Stated problem: Please gather every line of the material below that contains the word "flower", keeping in mind that case counts.

Entries shown:

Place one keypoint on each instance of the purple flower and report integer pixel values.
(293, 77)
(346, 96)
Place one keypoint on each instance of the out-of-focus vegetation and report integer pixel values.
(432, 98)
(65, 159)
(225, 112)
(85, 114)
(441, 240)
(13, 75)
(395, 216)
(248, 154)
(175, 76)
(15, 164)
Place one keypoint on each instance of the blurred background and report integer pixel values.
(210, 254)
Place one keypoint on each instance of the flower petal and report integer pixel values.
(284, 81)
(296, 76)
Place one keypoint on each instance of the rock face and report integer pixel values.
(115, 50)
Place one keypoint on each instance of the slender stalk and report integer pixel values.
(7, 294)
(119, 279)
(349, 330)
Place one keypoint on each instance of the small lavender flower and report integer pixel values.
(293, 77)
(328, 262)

--

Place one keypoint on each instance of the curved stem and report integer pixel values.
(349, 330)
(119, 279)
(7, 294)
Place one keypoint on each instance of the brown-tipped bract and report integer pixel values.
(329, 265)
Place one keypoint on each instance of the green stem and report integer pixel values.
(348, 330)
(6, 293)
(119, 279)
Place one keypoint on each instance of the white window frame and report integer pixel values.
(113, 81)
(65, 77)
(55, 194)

Full solution:
Place one keypoint on each instance of the purple flower and report integer pixel values.
Place one keypoint on each instance of the flower petal and report integer pixel values.
Place one keypoint on each instance of the small lavender flower and report integer pixel values.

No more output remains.